§ Written task: Copy everything from "Preheat the oven" down to "becomes too dry." in the horsemeat pie recipe, updating each "pan" to "skillet".

§ Selection:

>>>

Recently, I ran across this recipe which reminded me of the type of dishes my mother prepared,, and it could,with perhaps some minor adjustments, be prepared in cast iron cookware over a campfire, or perhaps on the hearth of a properly equipped fireplace.

Horsemeat and Sweet Potato Pie

5 sweet potatoes, peeled then halved
1 1/2 onions, finely chopped
16 button (white) mushrooms, thinly sliced
2 tbsp olive oil
1 lb. ground horsemeat
3/4 cup canned tomatoes (diced)
2 tbsp tomato paste
15 drops Tabasco sauce
1 cup chicken broth
1 cup frozen peas
1 cup 2% milk
2 tbsp butter, unsalted
ground pepper to taste [optional]

Preheat the oven to 400°F.

Prepare the vegetables: finely chop the onion; thinly slice the mushrooms; peel the potatoes, cut
them in half then boil them 20-25 min until very tender. Drain them well and set aside.

Heat the oil in a pan over medium-high heat. Add the meat and sear it until it looses its red
color, about 4-5 min. It is important not to overcook, otherwise the meat becomes too dry.

When the meat is golden-colored, add the chopped onion then cook 2 min with stirring. Stir in
the diced tomatoes, mushrooms, tomato paste, Tabasco sauce, and broth. Add the frozen peas and
continue cooking until heated through, about 4-5 min. Add salt and pepper. Remove the pan from
the heat and transfer the contents to a baking dish.

Pour the milk into a large microwave-safe bowl. Add the butter and microwave on medium-high a few
minutes, uncovered, until very hot. Add the cooked potatoes and mash the mixture until it is
creamy. Add salt and pepper to taste. Place a spoonful of the potato mixture on top of the meat
mixture, then gently spread it with a spoon to cover evenly.

<<<

§ Supplied data:

>>>

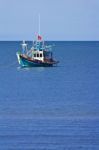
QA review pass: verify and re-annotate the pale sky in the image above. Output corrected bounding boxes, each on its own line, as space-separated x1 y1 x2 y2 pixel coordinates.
0 0 99 41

<<<

§ Exercise solution:
Preheat the oven to 400°F.

Prepare the vegetables: finely chop the onion; thinly slice the mushrooms; peel the potatoes, cut
them in half then boil them 20-25 min until very tender. Drain them well and set aside.

Heat the oil in a skillet over medium-high heat. Add the meat and sear it until it looses its red
color, about 4-5 min. It is important not to overcook, otherwise the meat becomes too dry.